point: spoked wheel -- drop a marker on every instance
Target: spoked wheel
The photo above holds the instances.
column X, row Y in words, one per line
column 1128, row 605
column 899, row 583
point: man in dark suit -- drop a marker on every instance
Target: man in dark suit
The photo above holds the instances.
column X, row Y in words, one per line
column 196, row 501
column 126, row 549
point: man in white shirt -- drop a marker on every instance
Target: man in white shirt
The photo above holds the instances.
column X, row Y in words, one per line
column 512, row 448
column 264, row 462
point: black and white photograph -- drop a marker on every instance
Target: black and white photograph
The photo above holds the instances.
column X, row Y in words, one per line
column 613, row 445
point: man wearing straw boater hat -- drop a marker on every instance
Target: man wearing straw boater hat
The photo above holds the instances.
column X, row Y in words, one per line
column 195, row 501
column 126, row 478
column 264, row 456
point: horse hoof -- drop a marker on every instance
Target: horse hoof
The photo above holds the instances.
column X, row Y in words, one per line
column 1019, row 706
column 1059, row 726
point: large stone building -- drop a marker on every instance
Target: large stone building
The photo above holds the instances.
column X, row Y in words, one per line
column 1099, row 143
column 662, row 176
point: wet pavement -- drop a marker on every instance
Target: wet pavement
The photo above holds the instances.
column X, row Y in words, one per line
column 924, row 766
■ ■ ■ ■ ■
▶ **What the task requires**
Please reproduce, with no changes, every line of the rows above, starting at the line that holds "point: black and" and running through the final line, both ends included.

▶ **Expected answer**
point: black and white photograph -- drop a marker on every instance
Target: black and white photograph
The photo above holds the instances.
column X, row Y in words, one per line
column 613, row 445
point: man wearing straw boater hat -- drop a marker on every instance
Target: man wearing straw boater hat
The photo above holds the instances.
column X, row Y in words, one per line
column 195, row 501
column 126, row 478
column 264, row 456
point: horse hoof -- drop a marker on every instance
Target: horse hoof
The photo above holds the instances.
column X, row Y in words, one per line
column 1019, row 706
column 1059, row 726
point: large stone building -- drop a marker on every instance
Target: large stone building
The photo above holds the instances.
column X, row Y in words, one per line
column 1099, row 143
column 662, row 176
point: wet pavement -- drop a marker on every instance
Target: wet pavement
The photo above holds the instances.
column X, row Y in words, one per line
column 924, row 766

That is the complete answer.